__PAGE__.
--------------------
December 17, 2014
Professor Michael Perino had a column in Friday, December 12th’s New York Times titled, “The Gift of Inside Information,” which discusses and criticizes a recent decision of the United States Court of Appeals for the Second Circuit. A bit:
Insider trading is perhaps our most symbolic white-collar crime. Our ban on the practice expresses our deep social commitment to equality of opportunity; it embodies that peculiarly American revulsion for any special privileges that might be thought to accrue to the wealthy or to the political and social elite. As Preet Bharara, the United States attorney who spearheaded the most recent spate of prosecutions, explained, insider trading tells everybody “that everything is rigged and only people who have a billion dollars and have access to and are best friends with people who are on the boards of directors of major companies … can make a true buck.”
Allowing executives to give away information to whomever they choose so long as they get nothing in return simply makes no sense.
December 5, 2014
The American Banker ran Professor Jeff Sovern’s op-ed, Arbitration Clauses Trap Consumers with Fine Print, on the St. John’s Arbitration Study. Professor Sovern collaborated on the study with Professors Elayne Greenberg and Paul Kirgis, and the director of St. John’s Institutional Assessment, Yuxiang Liu. The full study can be found here.
December 2, 2014
Cleveland Plain Dealer consumer affairs columnist Sheryl Harris reported on the St. John’s arbitration study in her column, Arbitration – what you don’t know about fine print can hurt you: Plain Dealing. Here is an excerpt:
Well, lawyers at St. John’s University Law School recently conducted [a study] and found that even when [consumers] know there’s an arbitration clause in a contract, they often don’t understand what it really means — even when they think they do know.
Researchers showed consumers a standard credit card contract with a binding arbitration clause and then asked them a series of questions.
- Most people didn’t realize there was an arbitration clause in the contract.
- Of the 40-odd percent who spotted the clause, almost two-thirds believed – wrongly – that if the disputed amount was too big for small claims court, they could still go to common pleas or federal court.
--------------------
__RECORDED DATA__.
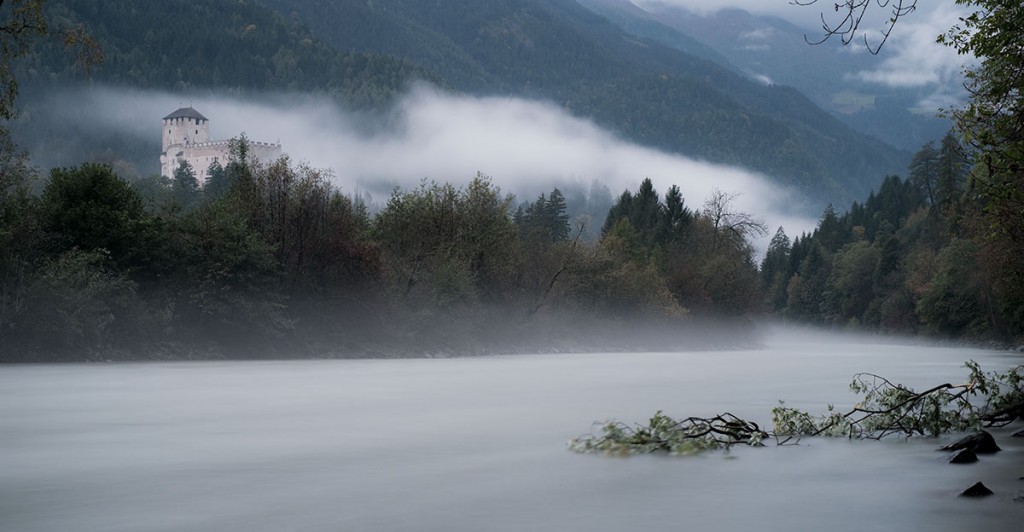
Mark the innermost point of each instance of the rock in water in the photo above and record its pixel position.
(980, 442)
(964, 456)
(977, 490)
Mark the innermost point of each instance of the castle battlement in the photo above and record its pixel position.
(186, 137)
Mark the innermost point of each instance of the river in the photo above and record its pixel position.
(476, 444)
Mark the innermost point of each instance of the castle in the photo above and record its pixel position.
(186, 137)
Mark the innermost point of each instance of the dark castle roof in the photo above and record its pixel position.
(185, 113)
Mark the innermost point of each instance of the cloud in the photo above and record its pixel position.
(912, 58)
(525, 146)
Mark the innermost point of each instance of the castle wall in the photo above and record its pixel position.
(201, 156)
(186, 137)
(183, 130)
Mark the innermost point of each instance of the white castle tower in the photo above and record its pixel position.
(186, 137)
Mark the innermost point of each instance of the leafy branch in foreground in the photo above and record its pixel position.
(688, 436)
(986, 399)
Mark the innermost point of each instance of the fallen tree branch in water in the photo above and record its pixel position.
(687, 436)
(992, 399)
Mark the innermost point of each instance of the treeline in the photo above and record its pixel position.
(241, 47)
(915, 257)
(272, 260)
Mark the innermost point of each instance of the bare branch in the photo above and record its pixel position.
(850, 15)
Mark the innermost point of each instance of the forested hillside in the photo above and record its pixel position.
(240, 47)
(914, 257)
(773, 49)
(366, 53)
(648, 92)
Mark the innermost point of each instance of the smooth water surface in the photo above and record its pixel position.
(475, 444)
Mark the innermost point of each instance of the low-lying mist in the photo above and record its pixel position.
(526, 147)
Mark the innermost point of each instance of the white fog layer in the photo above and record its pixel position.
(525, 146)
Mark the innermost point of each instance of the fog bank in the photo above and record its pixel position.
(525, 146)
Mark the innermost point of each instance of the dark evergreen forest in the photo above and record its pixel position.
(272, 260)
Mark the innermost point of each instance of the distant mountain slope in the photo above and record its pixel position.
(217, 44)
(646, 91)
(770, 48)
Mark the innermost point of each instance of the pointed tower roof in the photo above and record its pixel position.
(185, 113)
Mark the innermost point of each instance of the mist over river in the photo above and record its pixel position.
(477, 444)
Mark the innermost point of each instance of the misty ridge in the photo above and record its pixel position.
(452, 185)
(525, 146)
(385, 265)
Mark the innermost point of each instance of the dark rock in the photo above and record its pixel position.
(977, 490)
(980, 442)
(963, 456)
--------------------
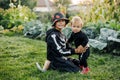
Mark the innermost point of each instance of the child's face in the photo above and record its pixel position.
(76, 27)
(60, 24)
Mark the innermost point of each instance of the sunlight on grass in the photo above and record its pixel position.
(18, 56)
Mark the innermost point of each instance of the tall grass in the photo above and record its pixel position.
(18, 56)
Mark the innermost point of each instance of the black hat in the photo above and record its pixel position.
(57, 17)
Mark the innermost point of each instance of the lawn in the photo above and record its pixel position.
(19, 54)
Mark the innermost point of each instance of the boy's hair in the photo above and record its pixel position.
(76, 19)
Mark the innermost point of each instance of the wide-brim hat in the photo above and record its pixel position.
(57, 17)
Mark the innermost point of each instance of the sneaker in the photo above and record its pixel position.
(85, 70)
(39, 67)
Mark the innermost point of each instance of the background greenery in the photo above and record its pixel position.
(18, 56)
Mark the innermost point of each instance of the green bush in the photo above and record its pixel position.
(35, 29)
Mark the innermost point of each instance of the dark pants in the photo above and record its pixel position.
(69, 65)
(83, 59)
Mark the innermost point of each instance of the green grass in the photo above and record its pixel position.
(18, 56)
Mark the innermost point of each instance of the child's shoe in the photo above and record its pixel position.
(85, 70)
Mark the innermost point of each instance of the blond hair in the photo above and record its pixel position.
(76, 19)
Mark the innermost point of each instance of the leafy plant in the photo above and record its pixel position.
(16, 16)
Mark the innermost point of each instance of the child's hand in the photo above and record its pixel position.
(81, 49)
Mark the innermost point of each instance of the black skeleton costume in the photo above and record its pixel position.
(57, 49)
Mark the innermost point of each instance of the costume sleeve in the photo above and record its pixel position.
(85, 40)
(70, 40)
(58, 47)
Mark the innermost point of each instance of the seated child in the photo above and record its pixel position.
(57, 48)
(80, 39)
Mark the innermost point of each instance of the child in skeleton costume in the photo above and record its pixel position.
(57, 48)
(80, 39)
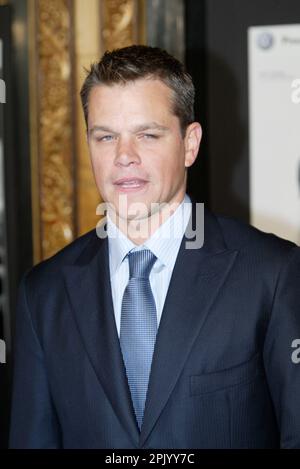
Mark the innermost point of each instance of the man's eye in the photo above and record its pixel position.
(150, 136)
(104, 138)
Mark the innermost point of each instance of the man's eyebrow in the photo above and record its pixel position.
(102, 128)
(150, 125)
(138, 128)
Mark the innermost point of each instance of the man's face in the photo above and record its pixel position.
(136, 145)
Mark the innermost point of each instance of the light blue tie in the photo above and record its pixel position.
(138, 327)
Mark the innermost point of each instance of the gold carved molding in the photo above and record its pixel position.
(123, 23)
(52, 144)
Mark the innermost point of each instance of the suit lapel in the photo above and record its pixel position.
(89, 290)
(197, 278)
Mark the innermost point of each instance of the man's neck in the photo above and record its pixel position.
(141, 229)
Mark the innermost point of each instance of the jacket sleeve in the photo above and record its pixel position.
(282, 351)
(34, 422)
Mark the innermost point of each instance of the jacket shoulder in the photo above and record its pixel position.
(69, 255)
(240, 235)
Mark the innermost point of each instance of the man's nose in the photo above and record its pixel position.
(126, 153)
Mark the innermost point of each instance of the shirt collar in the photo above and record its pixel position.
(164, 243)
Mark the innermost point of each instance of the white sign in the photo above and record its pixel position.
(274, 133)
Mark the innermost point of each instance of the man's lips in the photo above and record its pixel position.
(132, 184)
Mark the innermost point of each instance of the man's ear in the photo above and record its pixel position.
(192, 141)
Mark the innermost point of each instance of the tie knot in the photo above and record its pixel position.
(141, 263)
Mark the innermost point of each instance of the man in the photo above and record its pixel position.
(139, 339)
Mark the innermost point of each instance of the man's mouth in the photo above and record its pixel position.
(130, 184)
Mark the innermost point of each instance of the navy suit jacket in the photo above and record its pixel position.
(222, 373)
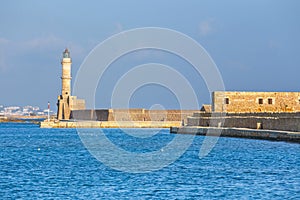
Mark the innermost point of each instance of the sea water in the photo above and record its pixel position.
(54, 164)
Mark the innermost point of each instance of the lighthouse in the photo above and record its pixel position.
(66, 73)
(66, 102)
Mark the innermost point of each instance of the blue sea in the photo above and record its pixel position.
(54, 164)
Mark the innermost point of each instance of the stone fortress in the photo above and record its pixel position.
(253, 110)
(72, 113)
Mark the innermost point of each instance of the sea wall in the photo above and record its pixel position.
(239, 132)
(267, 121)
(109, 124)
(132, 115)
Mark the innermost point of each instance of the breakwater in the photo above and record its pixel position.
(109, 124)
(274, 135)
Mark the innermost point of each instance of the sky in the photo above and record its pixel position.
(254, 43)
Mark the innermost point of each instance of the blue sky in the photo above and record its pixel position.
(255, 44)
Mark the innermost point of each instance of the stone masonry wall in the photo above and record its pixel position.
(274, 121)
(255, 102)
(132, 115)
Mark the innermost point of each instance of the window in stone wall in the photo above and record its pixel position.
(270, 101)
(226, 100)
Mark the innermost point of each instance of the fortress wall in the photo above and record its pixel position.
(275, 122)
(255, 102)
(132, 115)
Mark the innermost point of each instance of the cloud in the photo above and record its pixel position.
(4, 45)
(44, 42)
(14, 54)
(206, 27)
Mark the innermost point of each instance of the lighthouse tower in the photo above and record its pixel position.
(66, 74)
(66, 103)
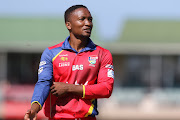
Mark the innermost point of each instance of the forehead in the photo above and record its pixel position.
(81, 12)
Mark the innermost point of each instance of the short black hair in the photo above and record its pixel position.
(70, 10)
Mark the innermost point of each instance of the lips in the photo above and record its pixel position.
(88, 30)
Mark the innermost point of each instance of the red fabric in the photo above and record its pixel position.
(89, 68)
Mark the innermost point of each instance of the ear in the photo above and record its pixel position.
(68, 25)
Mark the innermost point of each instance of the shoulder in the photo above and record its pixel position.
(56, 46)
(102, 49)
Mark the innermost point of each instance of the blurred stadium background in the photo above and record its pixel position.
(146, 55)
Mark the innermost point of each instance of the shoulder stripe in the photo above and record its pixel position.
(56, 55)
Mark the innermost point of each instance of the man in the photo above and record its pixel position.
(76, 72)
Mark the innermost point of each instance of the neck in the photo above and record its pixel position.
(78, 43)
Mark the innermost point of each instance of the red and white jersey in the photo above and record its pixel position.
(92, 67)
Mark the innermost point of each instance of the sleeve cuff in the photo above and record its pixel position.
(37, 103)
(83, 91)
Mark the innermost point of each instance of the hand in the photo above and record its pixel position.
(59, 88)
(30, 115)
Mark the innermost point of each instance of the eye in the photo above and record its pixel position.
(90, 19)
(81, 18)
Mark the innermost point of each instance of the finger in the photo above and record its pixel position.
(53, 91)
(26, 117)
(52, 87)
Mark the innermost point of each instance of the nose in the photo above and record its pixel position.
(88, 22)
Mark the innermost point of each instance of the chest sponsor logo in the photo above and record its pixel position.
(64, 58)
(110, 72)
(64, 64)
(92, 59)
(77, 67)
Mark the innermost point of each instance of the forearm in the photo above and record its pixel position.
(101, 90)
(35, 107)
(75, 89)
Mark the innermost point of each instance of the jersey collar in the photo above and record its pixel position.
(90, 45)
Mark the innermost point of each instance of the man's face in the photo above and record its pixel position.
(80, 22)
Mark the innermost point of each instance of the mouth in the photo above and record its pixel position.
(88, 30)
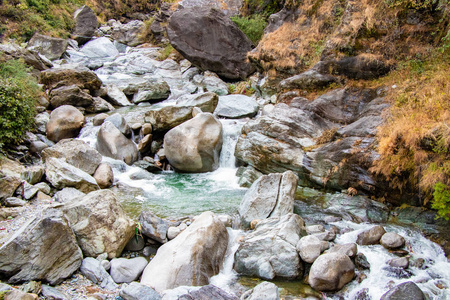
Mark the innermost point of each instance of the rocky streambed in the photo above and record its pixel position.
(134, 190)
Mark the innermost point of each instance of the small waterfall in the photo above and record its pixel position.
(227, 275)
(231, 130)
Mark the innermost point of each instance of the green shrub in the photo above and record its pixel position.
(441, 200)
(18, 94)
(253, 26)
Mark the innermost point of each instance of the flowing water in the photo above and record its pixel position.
--------------------
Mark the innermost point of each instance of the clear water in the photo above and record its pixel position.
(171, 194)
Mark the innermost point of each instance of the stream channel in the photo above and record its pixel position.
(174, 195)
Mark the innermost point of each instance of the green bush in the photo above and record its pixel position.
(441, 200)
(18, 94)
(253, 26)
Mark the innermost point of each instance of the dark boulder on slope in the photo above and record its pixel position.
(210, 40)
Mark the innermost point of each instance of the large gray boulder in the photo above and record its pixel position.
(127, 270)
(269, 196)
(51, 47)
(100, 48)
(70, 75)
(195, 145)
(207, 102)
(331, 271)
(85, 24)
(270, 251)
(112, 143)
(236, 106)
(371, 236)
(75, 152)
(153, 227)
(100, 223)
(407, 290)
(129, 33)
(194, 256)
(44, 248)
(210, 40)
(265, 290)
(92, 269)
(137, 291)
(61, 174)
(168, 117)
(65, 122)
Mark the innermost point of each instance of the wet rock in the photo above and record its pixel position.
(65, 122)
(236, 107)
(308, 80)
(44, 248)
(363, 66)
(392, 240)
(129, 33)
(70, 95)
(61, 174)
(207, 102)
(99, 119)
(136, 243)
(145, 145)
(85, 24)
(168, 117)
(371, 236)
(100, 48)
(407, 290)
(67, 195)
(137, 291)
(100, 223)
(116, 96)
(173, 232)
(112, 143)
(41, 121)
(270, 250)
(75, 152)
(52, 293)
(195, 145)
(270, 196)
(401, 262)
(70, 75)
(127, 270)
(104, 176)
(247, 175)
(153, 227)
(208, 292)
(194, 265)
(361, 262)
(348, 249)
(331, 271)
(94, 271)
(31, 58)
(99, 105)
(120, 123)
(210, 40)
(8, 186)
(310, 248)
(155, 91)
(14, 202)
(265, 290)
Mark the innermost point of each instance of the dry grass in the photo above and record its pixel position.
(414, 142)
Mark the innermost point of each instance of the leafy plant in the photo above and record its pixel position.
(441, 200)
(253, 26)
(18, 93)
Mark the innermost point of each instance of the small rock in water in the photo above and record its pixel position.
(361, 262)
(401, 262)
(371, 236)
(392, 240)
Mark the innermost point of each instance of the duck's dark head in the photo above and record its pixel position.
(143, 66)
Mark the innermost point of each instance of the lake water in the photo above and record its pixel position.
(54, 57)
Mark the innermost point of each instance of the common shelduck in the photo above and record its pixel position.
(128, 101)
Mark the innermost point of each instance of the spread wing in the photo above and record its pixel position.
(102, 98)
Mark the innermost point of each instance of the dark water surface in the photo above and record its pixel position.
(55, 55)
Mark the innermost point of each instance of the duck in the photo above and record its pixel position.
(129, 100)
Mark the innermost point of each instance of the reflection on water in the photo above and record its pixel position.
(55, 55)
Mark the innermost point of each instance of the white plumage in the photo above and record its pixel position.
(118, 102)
--------------------
__EXERCISE TASKS__.
A: Answer from the page above, one line each:
(i) Which court's decision does Professor Michael Perino's column criticize?
(ii) Which publication ran Professor Jeff Sovern's op-ed?
(iii) What did researchers show consumers before asking them questions?
B: Say whether each statement agrees with the page, and quote the words that decide it:
(i) Professor Perino's column appeared in the New York Times on Friday, December 12th.
(ii) Professor Sovern carried out the St. John's Arbitration Study by himself.
(iii) Most consumers in the study noticed the arbitration clause in the contract.

__PER-TASK ANSWERS__.
A:
(i) The United States Court of Appeals for the Second Circuit
(ii) The American Banker
(iii) A standard credit card contract with a binding arbitration clause

B:
(i) Yes: "had a column in Friday, December 12th’s New York Times"
(ii) No: "Professor Sovern collaborated on the study with Professors Elayne Greenberg and Paul Kirgis, and the director of St. John’s Institutional Assessment, Yuxiang Liu."
(iii) No: "Most people didn’t realize there was an arbitration clause in the contract."